Required task >> Can you print the data below exactly as it appears, from the line containing "Would you mind picking out the worker" down to the end, both that line and the last one included?

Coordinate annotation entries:

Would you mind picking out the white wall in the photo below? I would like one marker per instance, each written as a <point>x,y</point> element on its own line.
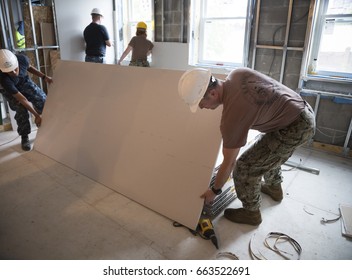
<point>170,56</point>
<point>72,17</point>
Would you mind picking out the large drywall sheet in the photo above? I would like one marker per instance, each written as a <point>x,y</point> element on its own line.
<point>127,128</point>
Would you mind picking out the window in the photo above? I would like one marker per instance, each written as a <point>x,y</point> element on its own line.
<point>220,32</point>
<point>332,40</point>
<point>134,11</point>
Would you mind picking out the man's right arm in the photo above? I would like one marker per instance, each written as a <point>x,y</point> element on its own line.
<point>23,100</point>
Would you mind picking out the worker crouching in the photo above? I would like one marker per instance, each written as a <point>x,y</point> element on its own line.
<point>250,100</point>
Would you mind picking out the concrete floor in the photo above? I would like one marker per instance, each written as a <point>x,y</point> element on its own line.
<point>49,211</point>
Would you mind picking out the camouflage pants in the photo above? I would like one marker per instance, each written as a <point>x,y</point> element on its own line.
<point>140,63</point>
<point>35,95</point>
<point>265,157</point>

Written answer >>
Would you mind picking out the worker crouching in the photo above? I would like one marker per instance, each written as a <point>x,y</point> element on its own line.
<point>250,100</point>
Would you mind picking out the concrete floor in the photo above? I would like one marker per instance, each written as a <point>x,y</point> element on its own line.
<point>49,211</point>
Would you mind picking out the camouflage pants in the photo above? I would like one marker per instance, each written as a <point>x,y</point> element on its own line.
<point>140,63</point>
<point>35,95</point>
<point>265,157</point>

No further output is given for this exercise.